→ **The exercise**
Pick out each line in the listing below that contains the word "wing", and copy those lines in full.

──────── Record extracts ────────

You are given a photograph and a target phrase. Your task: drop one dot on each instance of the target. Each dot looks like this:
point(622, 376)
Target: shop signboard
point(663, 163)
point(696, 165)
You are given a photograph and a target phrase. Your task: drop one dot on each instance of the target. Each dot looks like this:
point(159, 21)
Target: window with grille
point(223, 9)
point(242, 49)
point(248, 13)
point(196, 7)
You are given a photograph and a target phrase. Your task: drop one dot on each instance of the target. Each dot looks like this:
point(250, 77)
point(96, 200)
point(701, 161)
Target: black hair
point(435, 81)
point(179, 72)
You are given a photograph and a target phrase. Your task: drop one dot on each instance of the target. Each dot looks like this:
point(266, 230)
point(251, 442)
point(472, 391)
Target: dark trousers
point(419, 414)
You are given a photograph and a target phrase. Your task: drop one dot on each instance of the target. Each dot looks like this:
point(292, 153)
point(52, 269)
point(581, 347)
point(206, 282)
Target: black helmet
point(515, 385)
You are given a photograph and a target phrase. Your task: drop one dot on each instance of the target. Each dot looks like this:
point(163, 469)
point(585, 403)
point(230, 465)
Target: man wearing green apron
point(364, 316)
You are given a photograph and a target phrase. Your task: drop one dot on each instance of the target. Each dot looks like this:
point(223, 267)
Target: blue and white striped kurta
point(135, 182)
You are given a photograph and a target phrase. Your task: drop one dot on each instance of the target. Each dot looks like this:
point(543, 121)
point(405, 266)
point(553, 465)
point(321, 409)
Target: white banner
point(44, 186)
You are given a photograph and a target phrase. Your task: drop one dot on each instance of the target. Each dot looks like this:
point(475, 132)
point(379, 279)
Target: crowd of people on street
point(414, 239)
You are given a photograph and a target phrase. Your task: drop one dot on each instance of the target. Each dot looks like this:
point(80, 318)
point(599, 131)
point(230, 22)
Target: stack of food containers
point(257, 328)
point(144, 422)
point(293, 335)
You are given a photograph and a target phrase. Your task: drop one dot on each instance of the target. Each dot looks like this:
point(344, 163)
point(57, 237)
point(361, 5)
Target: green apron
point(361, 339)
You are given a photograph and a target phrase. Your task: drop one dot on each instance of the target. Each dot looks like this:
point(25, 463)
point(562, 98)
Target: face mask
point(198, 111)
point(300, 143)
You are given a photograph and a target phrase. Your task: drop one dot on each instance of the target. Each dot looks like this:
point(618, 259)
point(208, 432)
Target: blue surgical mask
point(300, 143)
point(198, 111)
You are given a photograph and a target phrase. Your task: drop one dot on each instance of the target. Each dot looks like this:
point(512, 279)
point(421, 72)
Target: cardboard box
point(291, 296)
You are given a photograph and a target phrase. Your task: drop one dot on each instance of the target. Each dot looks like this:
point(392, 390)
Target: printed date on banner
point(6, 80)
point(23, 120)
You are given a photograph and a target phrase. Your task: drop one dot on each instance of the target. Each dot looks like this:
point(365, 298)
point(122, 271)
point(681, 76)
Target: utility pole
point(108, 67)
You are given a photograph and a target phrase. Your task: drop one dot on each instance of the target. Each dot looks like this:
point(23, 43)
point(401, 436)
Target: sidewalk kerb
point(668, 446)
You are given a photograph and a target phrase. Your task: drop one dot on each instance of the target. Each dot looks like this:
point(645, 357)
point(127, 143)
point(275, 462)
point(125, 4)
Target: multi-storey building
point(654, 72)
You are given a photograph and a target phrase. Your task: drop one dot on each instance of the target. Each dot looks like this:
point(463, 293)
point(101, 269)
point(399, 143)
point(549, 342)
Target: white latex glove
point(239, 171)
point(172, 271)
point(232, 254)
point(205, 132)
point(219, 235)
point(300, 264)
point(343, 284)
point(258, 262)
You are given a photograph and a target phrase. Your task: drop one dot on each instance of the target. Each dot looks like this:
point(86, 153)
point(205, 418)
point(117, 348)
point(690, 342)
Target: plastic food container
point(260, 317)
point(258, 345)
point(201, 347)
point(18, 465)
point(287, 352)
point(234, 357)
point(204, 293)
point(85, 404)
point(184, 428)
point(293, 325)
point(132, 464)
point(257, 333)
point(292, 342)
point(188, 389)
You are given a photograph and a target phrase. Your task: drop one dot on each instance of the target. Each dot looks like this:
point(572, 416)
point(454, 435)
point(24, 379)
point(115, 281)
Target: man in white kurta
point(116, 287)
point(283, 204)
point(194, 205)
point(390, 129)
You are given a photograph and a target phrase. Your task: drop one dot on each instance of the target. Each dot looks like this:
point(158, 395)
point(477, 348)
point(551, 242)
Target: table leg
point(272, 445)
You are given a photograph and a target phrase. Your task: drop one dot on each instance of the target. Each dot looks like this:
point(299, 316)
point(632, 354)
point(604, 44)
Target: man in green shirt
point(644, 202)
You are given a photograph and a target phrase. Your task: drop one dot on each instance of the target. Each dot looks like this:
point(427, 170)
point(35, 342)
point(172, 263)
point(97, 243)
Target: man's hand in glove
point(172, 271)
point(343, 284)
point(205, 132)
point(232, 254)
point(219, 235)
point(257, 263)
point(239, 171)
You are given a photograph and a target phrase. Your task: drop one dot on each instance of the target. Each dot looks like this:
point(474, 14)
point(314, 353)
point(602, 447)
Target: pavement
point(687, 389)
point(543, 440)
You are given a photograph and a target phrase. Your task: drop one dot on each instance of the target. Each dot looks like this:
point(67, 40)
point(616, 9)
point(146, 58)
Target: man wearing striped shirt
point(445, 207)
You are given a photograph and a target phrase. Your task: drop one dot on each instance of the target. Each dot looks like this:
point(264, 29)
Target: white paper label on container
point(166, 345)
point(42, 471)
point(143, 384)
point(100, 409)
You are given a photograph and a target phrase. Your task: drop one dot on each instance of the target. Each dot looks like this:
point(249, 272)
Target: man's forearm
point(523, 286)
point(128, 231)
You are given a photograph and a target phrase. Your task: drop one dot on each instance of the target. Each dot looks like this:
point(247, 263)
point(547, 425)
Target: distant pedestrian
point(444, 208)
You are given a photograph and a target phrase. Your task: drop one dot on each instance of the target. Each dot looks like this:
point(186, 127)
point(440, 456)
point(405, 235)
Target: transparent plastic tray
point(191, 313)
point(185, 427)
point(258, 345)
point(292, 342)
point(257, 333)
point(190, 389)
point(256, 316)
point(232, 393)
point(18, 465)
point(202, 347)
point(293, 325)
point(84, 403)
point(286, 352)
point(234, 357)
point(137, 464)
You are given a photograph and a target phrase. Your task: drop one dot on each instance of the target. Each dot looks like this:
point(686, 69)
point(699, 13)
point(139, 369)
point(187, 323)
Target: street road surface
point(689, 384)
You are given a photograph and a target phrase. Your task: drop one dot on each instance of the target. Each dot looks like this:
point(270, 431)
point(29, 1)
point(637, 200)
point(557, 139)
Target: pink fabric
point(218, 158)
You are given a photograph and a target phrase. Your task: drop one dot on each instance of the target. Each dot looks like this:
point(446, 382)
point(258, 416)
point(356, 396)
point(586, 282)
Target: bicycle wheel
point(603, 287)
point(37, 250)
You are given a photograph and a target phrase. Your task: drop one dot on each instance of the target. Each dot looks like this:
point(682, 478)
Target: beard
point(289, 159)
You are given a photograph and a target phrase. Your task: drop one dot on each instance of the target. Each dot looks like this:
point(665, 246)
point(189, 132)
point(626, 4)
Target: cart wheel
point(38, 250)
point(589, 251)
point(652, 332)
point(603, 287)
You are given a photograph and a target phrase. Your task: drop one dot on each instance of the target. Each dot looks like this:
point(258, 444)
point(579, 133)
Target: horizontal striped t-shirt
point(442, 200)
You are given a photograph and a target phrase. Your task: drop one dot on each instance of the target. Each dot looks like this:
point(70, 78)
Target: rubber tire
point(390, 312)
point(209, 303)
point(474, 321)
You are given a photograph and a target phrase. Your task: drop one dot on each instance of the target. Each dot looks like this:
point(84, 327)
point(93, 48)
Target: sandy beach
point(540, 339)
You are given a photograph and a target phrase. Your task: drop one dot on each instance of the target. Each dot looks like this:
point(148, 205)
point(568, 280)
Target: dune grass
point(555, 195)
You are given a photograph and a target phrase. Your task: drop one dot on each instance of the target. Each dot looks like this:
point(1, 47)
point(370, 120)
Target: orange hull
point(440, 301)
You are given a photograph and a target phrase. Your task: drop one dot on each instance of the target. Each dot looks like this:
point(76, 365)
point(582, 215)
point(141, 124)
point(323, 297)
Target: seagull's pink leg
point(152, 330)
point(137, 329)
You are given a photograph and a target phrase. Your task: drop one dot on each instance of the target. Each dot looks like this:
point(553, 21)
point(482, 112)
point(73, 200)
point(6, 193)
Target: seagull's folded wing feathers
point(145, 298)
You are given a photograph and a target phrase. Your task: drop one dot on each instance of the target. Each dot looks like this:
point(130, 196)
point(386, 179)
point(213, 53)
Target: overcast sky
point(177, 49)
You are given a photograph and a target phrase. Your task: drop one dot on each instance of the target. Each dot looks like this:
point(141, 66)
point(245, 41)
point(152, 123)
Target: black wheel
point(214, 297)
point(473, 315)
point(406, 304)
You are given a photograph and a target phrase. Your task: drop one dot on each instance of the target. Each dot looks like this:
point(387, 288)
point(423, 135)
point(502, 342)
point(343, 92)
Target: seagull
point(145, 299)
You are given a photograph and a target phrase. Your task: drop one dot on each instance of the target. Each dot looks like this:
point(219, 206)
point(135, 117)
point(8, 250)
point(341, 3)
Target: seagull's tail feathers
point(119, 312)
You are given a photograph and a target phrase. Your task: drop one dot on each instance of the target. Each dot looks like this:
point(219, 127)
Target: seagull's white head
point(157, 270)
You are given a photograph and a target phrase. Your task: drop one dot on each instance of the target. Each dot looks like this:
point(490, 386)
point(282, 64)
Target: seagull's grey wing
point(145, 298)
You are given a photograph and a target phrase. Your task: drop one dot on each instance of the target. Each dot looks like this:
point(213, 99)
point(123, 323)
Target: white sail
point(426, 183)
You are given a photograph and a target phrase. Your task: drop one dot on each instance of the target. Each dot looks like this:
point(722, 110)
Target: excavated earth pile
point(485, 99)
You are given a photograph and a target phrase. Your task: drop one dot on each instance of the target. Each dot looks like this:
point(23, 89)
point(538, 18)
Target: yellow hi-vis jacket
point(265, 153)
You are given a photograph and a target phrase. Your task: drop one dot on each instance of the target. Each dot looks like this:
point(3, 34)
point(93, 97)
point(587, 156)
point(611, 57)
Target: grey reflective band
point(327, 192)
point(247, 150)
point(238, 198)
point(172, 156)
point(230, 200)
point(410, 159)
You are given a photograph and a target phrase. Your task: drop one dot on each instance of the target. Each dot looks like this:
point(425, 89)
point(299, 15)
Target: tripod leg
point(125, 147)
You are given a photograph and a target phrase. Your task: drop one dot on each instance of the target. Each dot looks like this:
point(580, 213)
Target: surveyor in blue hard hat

────────

→ **Response to this task**
Target: seagull's folded wing feathers
Target: seagull's grey wing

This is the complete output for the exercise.